WORK REQUIRED
Word for word, copy all the data and drop the pictures.

(Records drawn from a dataset)
--------------------------------------------------

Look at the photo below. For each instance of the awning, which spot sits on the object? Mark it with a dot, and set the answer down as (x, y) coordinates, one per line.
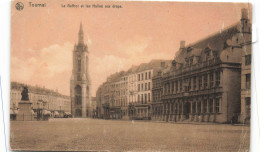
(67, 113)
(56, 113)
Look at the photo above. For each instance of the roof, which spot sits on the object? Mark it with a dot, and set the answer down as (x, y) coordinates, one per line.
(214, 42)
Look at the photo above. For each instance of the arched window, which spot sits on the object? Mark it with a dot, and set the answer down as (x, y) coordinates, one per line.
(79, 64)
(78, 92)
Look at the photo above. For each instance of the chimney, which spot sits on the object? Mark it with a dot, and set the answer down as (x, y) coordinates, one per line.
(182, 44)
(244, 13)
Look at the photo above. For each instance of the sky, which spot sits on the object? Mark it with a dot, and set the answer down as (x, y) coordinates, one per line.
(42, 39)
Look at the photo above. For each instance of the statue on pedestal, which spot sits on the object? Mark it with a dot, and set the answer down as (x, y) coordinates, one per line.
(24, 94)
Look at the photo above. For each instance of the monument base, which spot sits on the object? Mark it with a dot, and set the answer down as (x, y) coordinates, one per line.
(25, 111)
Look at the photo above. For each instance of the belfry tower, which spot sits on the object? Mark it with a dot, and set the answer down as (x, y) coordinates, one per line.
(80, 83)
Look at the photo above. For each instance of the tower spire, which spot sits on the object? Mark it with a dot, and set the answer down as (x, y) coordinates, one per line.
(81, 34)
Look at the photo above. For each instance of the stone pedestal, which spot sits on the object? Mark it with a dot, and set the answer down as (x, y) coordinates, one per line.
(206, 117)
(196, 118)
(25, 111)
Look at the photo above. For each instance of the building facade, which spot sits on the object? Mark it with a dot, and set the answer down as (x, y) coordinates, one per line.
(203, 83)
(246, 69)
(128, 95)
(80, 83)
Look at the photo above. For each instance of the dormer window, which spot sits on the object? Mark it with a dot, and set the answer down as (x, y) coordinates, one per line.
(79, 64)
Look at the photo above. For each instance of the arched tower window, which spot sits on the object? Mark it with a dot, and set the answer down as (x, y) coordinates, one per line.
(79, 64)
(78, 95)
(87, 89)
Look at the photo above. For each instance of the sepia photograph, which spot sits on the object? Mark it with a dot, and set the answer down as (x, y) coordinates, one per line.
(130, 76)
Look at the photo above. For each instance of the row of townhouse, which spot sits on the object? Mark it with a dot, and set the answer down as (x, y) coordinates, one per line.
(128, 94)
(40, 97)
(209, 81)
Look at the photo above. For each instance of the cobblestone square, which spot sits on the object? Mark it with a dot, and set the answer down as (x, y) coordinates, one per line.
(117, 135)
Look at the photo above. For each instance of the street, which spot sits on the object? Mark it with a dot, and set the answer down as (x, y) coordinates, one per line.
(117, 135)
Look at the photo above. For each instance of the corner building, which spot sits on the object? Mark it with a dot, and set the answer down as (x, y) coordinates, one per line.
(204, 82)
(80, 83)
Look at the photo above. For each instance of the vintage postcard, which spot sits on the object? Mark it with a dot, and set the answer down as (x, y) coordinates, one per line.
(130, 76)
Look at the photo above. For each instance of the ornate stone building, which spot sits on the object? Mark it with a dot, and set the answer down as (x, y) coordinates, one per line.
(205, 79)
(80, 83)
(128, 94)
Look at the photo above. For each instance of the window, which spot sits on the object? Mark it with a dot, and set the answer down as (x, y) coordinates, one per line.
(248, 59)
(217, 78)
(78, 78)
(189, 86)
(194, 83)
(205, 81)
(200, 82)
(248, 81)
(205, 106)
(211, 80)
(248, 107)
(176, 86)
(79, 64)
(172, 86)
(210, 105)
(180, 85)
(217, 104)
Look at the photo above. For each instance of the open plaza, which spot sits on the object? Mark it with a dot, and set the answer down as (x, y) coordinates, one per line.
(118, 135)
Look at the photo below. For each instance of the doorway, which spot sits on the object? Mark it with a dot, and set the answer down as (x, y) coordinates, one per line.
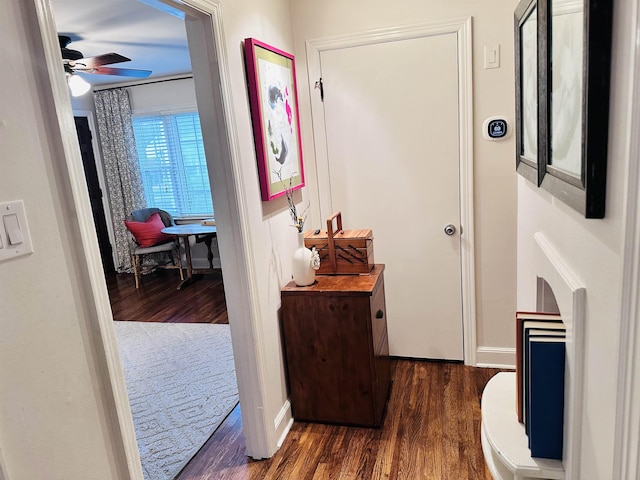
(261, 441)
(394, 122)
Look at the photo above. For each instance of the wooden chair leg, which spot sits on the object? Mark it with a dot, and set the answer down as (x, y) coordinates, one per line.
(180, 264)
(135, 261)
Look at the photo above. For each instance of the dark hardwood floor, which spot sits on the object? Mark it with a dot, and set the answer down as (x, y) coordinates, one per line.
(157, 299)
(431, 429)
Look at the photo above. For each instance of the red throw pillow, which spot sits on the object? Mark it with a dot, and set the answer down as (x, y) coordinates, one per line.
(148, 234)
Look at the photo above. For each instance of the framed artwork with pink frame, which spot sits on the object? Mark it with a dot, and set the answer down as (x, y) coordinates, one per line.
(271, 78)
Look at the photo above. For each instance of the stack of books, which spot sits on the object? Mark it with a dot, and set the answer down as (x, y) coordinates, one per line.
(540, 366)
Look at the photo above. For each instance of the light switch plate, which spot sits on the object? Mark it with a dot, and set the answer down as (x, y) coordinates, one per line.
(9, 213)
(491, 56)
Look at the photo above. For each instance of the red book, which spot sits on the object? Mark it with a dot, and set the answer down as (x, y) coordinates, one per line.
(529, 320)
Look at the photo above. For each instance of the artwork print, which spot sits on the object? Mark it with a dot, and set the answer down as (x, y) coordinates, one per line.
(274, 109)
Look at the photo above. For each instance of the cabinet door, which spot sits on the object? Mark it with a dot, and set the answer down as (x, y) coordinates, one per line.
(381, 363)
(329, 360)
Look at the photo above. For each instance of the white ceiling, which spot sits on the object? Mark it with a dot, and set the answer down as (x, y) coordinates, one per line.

--------------------------------------------------

COMPLETED TASK
Look at the photo below. For each instance of the awning, which spot sits on the object? Mark it with a dot, and set the answer down as (x, y) coordinates, one per line.
(67, 113)
(56, 113)
Look at the photo above. For each instance of the roof, which spot sits on the object? Mark it with a dot, and set the answer down as (x, y) coordinates, one per line.
(214, 42)
Look at the photo above. For each instance of the arched window, which spot sits on the object? Mark it with a dot, and set the answer down as (x, y) coordinates, one per line.
(79, 64)
(78, 92)
Look at the photo above. For each instance of the chimney, which spot sits on the object? Mark it with a dot, and set the answer down as (x, y) coordinates, one per line.
(182, 44)
(244, 13)
Look at the photo above. For each instance of the sky, which spot sits on the object? Mark it with a dot, and set the answer down as (x, y) coordinates, one per line.
(42, 39)
Look at the photo above. For each instance of the statue on pedestal, which spot sits on the object? Mark it with a dot, and set the answer down as (x, y) coordinates, one per line.
(24, 94)
Look at the photo above. For each instance of the monument base, which spot sits on the object? Mark it with a dot, and set the answer down as (x, y) coordinates, one per line.
(25, 111)
Look at the photo above. For each instance of the belfry tower, which spot sits on the object? Mark it with a dot, and set the answer down as (x, y) coordinates, one per line.
(80, 83)
Look at the photo above. For each instance of the tower spire, which spot sits on the object? Mark it with a dot, and set the answer down as (x, y) coordinates, one per line.
(81, 34)
Look at the photo above. For each instance of the stone pedestal, which spot sits on the object? Mark it with a dot, and set the answer down as (x, y) coordinates, one per line.
(206, 117)
(196, 118)
(25, 111)
Look at the photo above. For each instance of the building facade, which spot sits on the object? Mark it with a dot, and set the answer down as (x, y) coordinates, one per line.
(203, 83)
(246, 69)
(128, 95)
(80, 83)
Look at the photo above. For each instance of the dormer window, which spot sits on the object? Mark it with a dot, and set the answer down as (x, y) coordinates, one per line.
(79, 64)
Look at the photo above. For each instance of the arched tower window, which spot sits on the object? Mark it with a dot, and set the answer down as (x, y) coordinates, one per line.
(79, 64)
(78, 95)
(87, 89)
Look at the photo above. For each instance of the sepia photograph, which spot sits on the object? Mark it with a dot, and set the answer down as (x, y) coordinates, one per line.
(130, 76)
Look at the photo above. For each instance of the row of townhouse, which spot sits on the object? Mark it with a dot, and set the answer down as (x, y) coordinates, one per line.
(128, 94)
(40, 97)
(209, 81)
Look at the photo above. For each instance of the cobblestone square, which spot sits on the object? Mark it with a dot, and set the answer down as (x, y) coordinates, one per line.
(117, 135)
Look at the photo above. For each instance of the street, which spot sits on the object? Mark it with a dot, and set the answer down as (x, y) coordinates, one per line.
(117, 135)
Look at the photo above. For each instance of the corner building, which spot sits on the object? Mark it with a dot, and set the answer down as (x, y) coordinates, one per line.
(204, 82)
(80, 83)
Look at the photo above. For each instance of the vintage postcard, which spot sits on the object? Mark it with a dot, and set the answer down as (x, y) coordinates, one per line.
(130, 76)
Look at the photo above. For each instance of the ornate stone building, which spot sits on the object? Mark it with a dot, and set the answer down as (x, y) coordinates, one per line.
(205, 79)
(80, 83)
(128, 94)
Look at the photo above. For each instance of the window, which spot sits on the object? Mark it with a dot, and set the answer down as (x, y) coordinates, one per line.
(248, 59)
(217, 78)
(78, 78)
(189, 86)
(194, 83)
(205, 81)
(200, 82)
(248, 81)
(205, 106)
(211, 80)
(248, 107)
(176, 86)
(79, 64)
(172, 86)
(210, 105)
(180, 85)
(217, 104)
Look at the photo above. For each instance of the open plaza, which spot sits on the object? Mark it with a dot, and set the answer down as (x, y) coordinates, one per line.
(118, 135)
Look at the photo below. For each instance of the doorway, which spot sits on the object? Mark it with a dot, and set the answer down as (x, y) coordinates, one per line.
(261, 441)
(394, 122)
Look at the photo above. For each instance of the wooden chair leg, which spot sits on the object? Mark it with a dot, and set the answer down as (x, y) coordinates, one per line.
(180, 264)
(135, 261)
Look at the photo above. For each instance of the dark hardwood floor, which spot sits on the object? Mark it with a dot, and set the answer down as (x, y) coordinates, one per line.
(157, 299)
(431, 429)
Look at the photo above. For each instance of the red throw pillow, which spot sits on the object? Mark it with a dot, and set the answer down as (x, y) coordinates, one per line.
(148, 234)
Look at the photo above. For each instance of the framed artwork with pink frame, which spot sits on the object? Mark it with a dot, and set the answer down as (x, y) coordinates, one per line.
(271, 78)
Look at the photo above. For each instance of the stack of books, which spot sits on the object? Mark it with a dot, and set the answer down as (x, y) coordinates, one per line.
(540, 366)
Look at the photo above. For each instance of the light switch plate, which spot sits on the object? Mark it with a dot, and set the answer down as (x, y) coordinates, one per line.
(9, 213)
(491, 56)
Look at the photo above. For each instance of the red book, which spot sits on the object? Mark it with a dot, and set the answer down as (x, y) coordinates, one per line.
(529, 320)
Look at the photo above. For each instance of the artwork print, which spot sits on the object? Mark it with a dot, and set the answer down as (x, y) coordinates, one per line.
(274, 109)
Look at the photo above. For each instance of the cabinet door, which spot sits on the object? Mark it with a dot, and set the answer down as (x, y) coordinates, one per line.
(381, 363)
(329, 360)
Look at the photo above. For each instance of the white ceiling, which spot sits on the object? Mark it with a dot, and set the answer down as (x, y) coordinates, one per line.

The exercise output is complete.